● **Суть задания**
Обновите в листинге всё, начиная со строки с «# test: pointer drops one pin on the camouflage sleeve, once» и до самого конца листинга включительно: замените «pointer» на «marker», а остальное оставьте без изменений.

(Записи размеченных точек)
+ + + + + + +

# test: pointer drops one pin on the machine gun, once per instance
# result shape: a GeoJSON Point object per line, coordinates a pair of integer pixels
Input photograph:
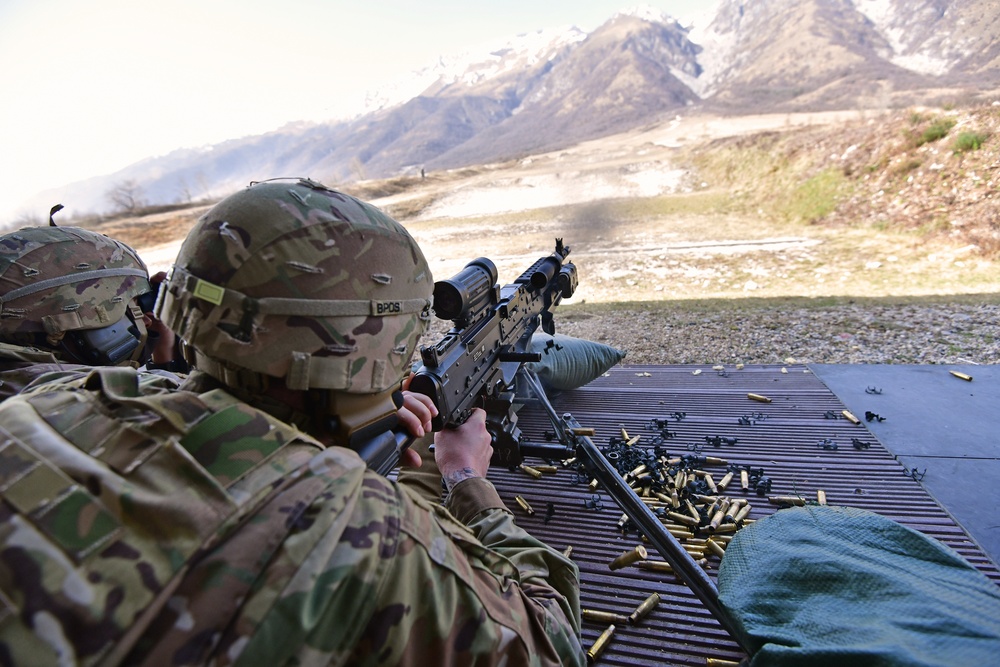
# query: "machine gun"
{"type": "Point", "coordinates": [475, 364]}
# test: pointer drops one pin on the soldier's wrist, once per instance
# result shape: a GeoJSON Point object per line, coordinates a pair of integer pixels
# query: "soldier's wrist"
{"type": "Point", "coordinates": [454, 477]}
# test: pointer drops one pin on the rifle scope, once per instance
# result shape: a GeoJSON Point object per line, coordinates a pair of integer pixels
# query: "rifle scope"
{"type": "Point", "coordinates": [467, 291]}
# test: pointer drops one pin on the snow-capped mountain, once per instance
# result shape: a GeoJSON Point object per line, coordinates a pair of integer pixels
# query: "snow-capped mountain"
{"type": "Point", "coordinates": [553, 88]}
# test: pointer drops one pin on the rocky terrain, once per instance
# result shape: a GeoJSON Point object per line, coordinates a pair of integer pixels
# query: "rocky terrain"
{"type": "Point", "coordinates": [823, 238]}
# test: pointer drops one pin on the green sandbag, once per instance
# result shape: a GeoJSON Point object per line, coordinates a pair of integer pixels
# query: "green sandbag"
{"type": "Point", "coordinates": [822, 585]}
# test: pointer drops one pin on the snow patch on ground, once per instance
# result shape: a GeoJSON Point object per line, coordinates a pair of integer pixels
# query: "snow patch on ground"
{"type": "Point", "coordinates": [558, 189]}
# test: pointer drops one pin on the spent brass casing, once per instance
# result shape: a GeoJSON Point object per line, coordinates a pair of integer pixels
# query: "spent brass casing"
{"type": "Point", "coordinates": [537, 474]}
{"type": "Point", "coordinates": [654, 566]}
{"type": "Point", "coordinates": [683, 518]}
{"type": "Point", "coordinates": [638, 470]}
{"type": "Point", "coordinates": [742, 514]}
{"type": "Point", "coordinates": [716, 548]}
{"type": "Point", "coordinates": [629, 557]}
{"type": "Point", "coordinates": [786, 500]}
{"type": "Point", "coordinates": [598, 646]}
{"type": "Point", "coordinates": [642, 611]}
{"type": "Point", "coordinates": [711, 483]}
{"type": "Point", "coordinates": [692, 510]}
{"type": "Point", "coordinates": [603, 616]}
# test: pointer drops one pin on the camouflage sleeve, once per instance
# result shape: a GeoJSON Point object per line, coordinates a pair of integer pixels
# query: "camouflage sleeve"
{"type": "Point", "coordinates": [379, 576]}
{"type": "Point", "coordinates": [543, 570]}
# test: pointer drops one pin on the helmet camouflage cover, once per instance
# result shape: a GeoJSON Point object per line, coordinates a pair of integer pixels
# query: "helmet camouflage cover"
{"type": "Point", "coordinates": [293, 280]}
{"type": "Point", "coordinates": [55, 280]}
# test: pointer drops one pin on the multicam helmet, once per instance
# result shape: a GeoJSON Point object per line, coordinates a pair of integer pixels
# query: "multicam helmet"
{"type": "Point", "coordinates": [72, 291]}
{"type": "Point", "coordinates": [289, 279]}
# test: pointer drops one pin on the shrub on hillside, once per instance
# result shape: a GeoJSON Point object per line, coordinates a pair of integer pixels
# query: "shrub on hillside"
{"type": "Point", "coordinates": [968, 141]}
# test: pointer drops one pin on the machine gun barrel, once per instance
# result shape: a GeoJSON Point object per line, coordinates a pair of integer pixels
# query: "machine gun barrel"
{"type": "Point", "coordinates": [475, 364]}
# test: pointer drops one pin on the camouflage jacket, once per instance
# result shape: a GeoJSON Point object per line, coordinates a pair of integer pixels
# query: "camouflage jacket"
{"type": "Point", "coordinates": [26, 368]}
{"type": "Point", "coordinates": [185, 528]}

+ + + + + + +

● **Ответ на задание**
# test: marker drops one pin on the camouflage sleeve, once per instance
# result shape: a GeoJSON Point object per line, coordinates a pair of integer pixels
# query: "camouflage sleeve"
{"type": "Point", "coordinates": [379, 576]}
{"type": "Point", "coordinates": [543, 570]}
# test: marker drops one pin on the helmet camouflage cover, once per instance
# result shape: a GeoJSON Point object per line, coordinates a pair of integer pixels
# query: "helmet camouflage cover"
{"type": "Point", "coordinates": [293, 280]}
{"type": "Point", "coordinates": [55, 280]}
# test: marker drops one pin on the multicam helmet, once per instance
# result shape: a GeoJSON Point object per line, coordinates a pair of integer pixels
# query: "multicam helmet"
{"type": "Point", "coordinates": [72, 291]}
{"type": "Point", "coordinates": [289, 279]}
# test: marker drops one pin on the shrub on hillside, once per instance
# result shape: a GeoJSON Point object per line, coordinates a pair of integer pixels
# query: "shrub on hillside"
{"type": "Point", "coordinates": [968, 141]}
# test: marker drops one pin on the machine gun barrel, once per instance
# result shape: a GeoJSON Point object per line, coordinates a pair of integer pixels
# query: "machine gun barrel"
{"type": "Point", "coordinates": [475, 364]}
# test: marker drops one pin on the camouflage jacket, once per instance
# result shape: a GeoJSON Point object per line, coordinates a pair of integer pixels
# query: "camouflage jacket"
{"type": "Point", "coordinates": [26, 368]}
{"type": "Point", "coordinates": [185, 528]}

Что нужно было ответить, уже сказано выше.